THE PROBLEM:
Collect every line of the records below that contains the word "Find".

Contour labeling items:
-*-

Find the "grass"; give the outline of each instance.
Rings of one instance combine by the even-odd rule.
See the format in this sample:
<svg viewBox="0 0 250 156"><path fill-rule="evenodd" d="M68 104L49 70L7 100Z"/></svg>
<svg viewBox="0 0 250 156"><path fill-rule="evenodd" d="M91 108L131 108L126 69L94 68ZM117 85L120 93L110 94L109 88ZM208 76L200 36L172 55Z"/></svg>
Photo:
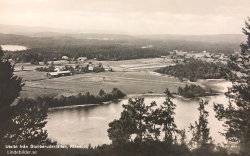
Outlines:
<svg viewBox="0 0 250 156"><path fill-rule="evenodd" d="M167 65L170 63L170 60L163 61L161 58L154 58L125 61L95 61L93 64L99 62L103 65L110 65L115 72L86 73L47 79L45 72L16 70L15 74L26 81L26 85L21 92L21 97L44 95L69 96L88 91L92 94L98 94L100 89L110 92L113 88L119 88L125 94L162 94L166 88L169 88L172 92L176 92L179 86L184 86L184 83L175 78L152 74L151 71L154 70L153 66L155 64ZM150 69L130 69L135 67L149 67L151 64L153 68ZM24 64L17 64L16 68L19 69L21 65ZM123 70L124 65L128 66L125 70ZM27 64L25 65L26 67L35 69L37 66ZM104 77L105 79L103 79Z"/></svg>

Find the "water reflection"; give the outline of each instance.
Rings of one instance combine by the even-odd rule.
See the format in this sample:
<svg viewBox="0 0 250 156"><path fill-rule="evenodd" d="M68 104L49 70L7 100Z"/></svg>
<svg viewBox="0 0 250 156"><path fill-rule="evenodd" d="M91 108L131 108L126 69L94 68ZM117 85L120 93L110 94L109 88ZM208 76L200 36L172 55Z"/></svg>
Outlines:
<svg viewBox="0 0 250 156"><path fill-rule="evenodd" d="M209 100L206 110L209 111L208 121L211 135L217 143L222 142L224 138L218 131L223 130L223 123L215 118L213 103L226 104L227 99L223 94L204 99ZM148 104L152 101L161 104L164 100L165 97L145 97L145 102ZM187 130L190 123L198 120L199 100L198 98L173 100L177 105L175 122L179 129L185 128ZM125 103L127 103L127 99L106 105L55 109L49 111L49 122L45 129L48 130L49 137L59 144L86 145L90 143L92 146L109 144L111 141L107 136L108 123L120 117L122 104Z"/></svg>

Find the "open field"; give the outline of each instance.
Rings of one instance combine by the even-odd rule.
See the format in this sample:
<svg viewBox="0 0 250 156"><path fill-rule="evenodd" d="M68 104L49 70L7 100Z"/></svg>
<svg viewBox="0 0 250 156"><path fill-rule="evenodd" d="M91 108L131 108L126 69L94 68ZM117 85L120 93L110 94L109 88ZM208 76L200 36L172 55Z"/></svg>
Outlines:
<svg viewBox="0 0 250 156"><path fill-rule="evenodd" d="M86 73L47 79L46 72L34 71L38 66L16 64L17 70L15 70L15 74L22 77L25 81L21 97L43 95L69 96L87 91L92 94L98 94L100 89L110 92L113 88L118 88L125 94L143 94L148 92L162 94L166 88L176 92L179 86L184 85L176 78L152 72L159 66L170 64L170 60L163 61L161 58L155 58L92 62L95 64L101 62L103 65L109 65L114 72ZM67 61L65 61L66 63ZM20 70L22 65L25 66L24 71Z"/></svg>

-*-

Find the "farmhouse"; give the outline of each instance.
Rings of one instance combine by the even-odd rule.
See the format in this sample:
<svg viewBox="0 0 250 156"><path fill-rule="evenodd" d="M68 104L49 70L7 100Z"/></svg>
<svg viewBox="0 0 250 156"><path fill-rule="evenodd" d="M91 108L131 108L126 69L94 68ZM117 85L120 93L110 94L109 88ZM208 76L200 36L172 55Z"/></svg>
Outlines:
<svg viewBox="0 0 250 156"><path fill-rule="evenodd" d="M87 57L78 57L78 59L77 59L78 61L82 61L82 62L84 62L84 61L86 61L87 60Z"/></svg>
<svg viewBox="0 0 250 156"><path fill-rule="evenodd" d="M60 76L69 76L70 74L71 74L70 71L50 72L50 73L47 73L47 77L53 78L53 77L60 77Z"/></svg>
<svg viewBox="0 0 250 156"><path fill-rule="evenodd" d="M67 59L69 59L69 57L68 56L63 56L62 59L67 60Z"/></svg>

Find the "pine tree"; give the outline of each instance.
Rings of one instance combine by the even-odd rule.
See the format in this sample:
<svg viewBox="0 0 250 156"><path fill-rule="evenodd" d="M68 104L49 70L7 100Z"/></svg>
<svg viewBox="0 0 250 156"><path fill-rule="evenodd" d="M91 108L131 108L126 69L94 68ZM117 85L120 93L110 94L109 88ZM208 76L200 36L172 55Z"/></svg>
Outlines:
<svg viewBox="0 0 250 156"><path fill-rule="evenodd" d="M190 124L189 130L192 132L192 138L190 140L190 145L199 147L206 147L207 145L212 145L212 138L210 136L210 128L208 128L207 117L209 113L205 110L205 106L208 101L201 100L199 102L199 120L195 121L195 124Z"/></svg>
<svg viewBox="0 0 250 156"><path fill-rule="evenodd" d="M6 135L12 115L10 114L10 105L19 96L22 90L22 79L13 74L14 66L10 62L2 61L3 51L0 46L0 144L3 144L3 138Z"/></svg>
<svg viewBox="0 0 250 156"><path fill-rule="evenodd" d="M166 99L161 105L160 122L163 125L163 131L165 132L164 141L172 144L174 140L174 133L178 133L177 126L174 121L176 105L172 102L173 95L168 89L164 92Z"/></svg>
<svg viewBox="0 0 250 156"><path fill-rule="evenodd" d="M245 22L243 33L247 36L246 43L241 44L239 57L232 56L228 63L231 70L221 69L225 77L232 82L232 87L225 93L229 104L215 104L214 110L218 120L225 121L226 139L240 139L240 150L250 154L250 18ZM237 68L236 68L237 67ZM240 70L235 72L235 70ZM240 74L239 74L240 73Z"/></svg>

-*-

CORRECT ANSWER:
Find the "grass"; give the outline of each instance.
Find the "water reflection"; give the outline of each instance.
Find the "open field"; give the outline of each instance.
Find the "farmhouse"; give the outline of each instance.
Find the "pine tree"; give the outline of each instance.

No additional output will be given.